### Study questions
a – Write out the portion of the Mexican Slayride text that begins at the words "Mexican Slayride (Coplan" and ends after "Coplan film series.".
b – In the Mexican Slayride text, who wrote the screenplay?
c – Pick up the article on the film Mexican Slayride after its last sentence and write the next part.

- Directed by: Riccardo Freda
- Screenplay by: Bertrand Tavernier
- Based on: Coplan fai peau neuve by Paul Kenny
- Produced by: Robert de Nesle; Edmondo Amati; Alfonso Balcázar;
- Starring: Lang Jeffries; Sabine Sun; José María Caffarel; Robert Party;
- Cinematography: Paul Soulignac; Juan Gelpí;
- Edited by: Claude Gros; Vincenzo Tomassi; Teresa Alcocer;
- Music by: Jacques Lacome
- Production companies: Comptoir Français du Film Production; Fida Cinematografica; Producciones Cinematográficas Balcázar;
- Distributed by: C.F.F.P.; Fida;
- Release dates: 10 February 1967 (France); 29 July 1967 (Italy); 11 August 1967 (Spain);
- Running time: 97 minutes
- Countries: France; Italy; Spain;

= Mexican Slayride (film) =

Mexican Slayride (Coplan ouvre le feu à Mexico, Moresque - Obiettivo allucinante, Entre las redes) is a 1967 Eurospy film directed by Riccardo Freda and starring Lang Jeffries. It is based on the Paul Kenny's novel Coplan fait peau neuve and it is the fifth chapter in the Francis Coplan film series.

### Provided records
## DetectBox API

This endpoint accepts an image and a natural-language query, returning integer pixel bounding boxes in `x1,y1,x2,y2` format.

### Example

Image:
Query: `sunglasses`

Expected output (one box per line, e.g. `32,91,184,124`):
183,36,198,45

### Exercise results
a –
Mexican Slayride (Coplan ouvre le feu à Mexico, Moresque - Obiettivo allucinante, Entre las redes) is a 1967 Eurospy film directed by Riccardo Freda and starring Lang Jeffries. It is based on the Paul Kenny's novel Coplan fait peau neuve and it is the fifth chapter in the Francis Coplan film series.

b – Bertrand Tavernier

c –
==Plot==
French SDECE agent Francis Coplan is given the task of finding priceless artwork stolen by the Germans in 1943 (including a Rembrandt). His investigations lead him to Mexico, where Coplan finds the paintings in the possession of a secret organization, which he will have to face-off to regain the paintings.

== Cast ==
- Lang Jeffries as Francis Coplan
- Sabine Sun as The Countess
- José María Caffarel as Langis
- Robert Party as le vieux
- Frank Oliveras as Fondane
- Guido Lollobrigida as Montez
- Guy Marly as Dr. Krauz
- Luciana Gilli as Maya
- Silvia Solar as Francine
- Osvaldo Genazzani

==Release==
Mexican Slayride was first released in France on 10 February 1967 where it was distributed theatrically by C.F.F.P. It later was distributed in Italy by Fida on 29 July 1967 as well as being released theatrically in Spain on 11 August 1967.